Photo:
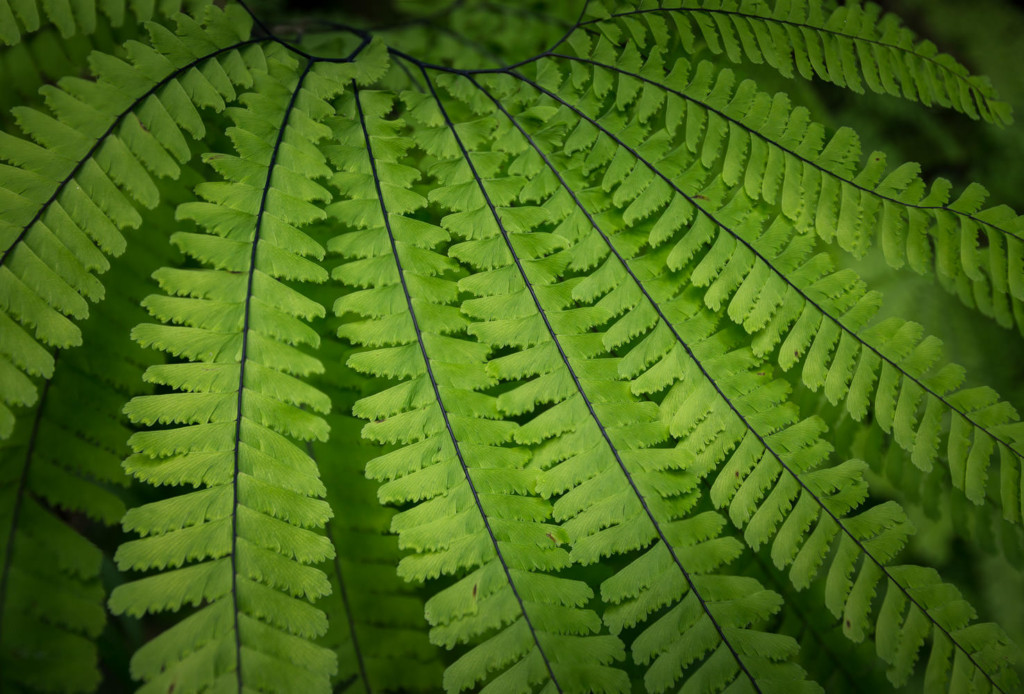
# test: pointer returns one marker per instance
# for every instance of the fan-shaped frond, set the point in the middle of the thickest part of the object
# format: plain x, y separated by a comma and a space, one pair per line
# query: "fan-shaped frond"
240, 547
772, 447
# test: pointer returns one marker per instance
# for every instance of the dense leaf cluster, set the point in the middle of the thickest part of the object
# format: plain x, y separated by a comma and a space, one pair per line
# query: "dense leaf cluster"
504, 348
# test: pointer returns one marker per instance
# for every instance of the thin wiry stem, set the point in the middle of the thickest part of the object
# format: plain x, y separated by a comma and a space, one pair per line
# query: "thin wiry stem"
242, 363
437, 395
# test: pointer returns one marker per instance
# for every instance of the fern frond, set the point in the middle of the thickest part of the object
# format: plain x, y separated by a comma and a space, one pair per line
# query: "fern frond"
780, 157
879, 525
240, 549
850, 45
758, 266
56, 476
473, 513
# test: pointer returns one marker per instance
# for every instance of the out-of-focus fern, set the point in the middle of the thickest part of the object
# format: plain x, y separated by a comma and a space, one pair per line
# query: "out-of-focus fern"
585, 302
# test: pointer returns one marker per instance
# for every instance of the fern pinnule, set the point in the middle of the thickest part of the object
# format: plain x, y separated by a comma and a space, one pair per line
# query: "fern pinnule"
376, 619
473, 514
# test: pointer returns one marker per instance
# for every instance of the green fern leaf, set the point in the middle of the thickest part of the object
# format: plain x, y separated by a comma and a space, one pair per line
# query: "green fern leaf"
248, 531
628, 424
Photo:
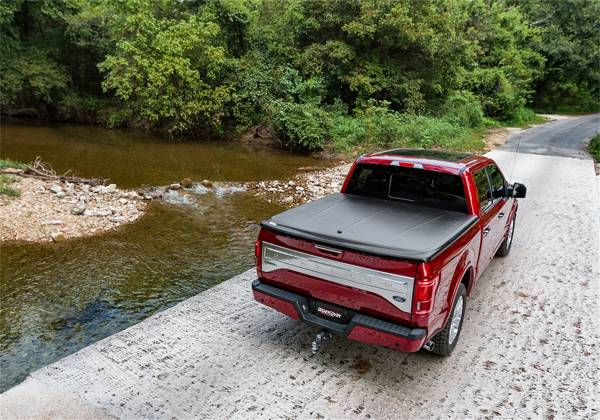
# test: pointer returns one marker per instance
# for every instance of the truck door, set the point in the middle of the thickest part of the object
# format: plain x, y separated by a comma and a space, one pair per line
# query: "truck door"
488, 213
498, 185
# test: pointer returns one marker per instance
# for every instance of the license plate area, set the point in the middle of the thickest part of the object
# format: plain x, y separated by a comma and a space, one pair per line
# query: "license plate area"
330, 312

########################################

* _What is expected_:
Copy out each line of the items above that contains the string "fern", matching case exactly.

* _Answer to this exercise_:
# for every instance of the fern frond, set the point in the middle of the thickest part of the object
# query: "fern frond"
# for every instance of the out-of-focus fern, set the point in the middle of the thickest part of the object
# query: "out-of-focus fern"
# for every instance of the fern pinnule, set the point in the middle of the thickest part of the object
# query: "fern pinnule"
# for every instance of the green fern leaf, set the point in the middle of the thickest part of the object
# query: "green fern leaf"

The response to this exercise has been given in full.